● **Excerpt to read**:

════════════════

At block 1960, a layer of low index material and/or a DBR is formed over the pixel mesa structures and on the second transparent conductive layer with the larger footprint than the pixel mesa structures, for example, as shown in FIG. 18F. In one example, the low index material may include SiO2. A window may be formed in the layer/DBR to the second transparent conductive layer.
At block 1970, a metal layer is deposited on the layer of low index material and/or a DBR and through the window to contact the second transparent conductive layer, for example, as shown in FIG. 18G. A metal plug may be formed in the window through the layer of low index material and/or a DBR. The metal layer may include one or more metal or metal alloy materials, such as aluminum (Al), silver (Ag), gold (Au), platinum (Pt), titanium (Ti), copper (Cu), or any combination thereof. In this example, the high reflectivity wide bonding pad electrode includes the metal layer. In one implementation, the metal layer forms pads that may be bonded to a CMOS backplane. In one implementation, the substrate may be removed and lenses formed on the backside as shown, for example, in FIG. 18H.

════════════════

● **Dataset excerpt**:
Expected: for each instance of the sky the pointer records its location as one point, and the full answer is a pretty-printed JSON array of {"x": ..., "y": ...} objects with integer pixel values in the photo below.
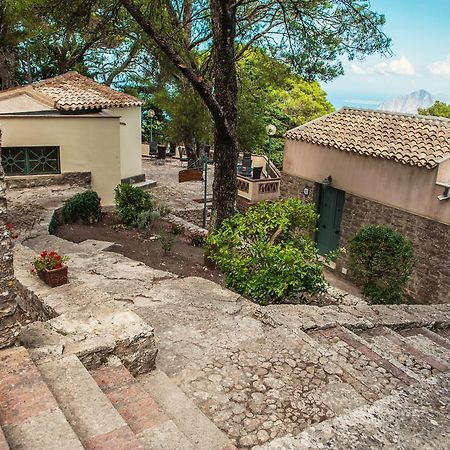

════════════════

● **Problems to work on**:
• 1. Summarize the excerpt on pixel mesa fabrication steps in two sentences.
• 2. Give a continuation of the excerpt on pixel mesa fabrication steps, beginning after its final sentence.
The data shown here were taken from a separate source.

● **The answers**:
• 1. At block 1960, a layer of low index material such as SiO2 and/or a DBR is formed over the pixel mesa structures and on the second transparent conductive layer, and a window may be formed through it to that conductive layer. At block 1970, a metal layer of materials such as aluminum, silver, gold, platinum, titanium, or copper is deposited on that layer and through the window to contact the second transparent conductive layer, and it forms part of the high reflectivity wide bonding pad electrode.

• 2.
In certain implementations, the metal layer includes a metal plug passing through the layer of low index material and/or a DBR. According to one aspect, the metal plug is formed to contact an end portion of the second transparent conductive layer having a larger footprint than the pixel mesa structure such that the metal plug may be located in a dead zone between micro-LEDs. In one example, the metal layer is ring-shaped. In another example, the metal plug is ring shaped and centered around a central axis of the pixel mesa structure. In other aspects, the metal plug 1692 may have another shape including, for example, multiple vias, pillars, linear segments, or arc segments. In one example, the metal plug may be polygon shaped such as rectangular, hexagonal. The metal layer for each micro-LED may have a size equal to, or larger than, the size of the mesa structure such as, for example, more than 10%, more than 20%, or more than 30% greater than the size of the mesa structure.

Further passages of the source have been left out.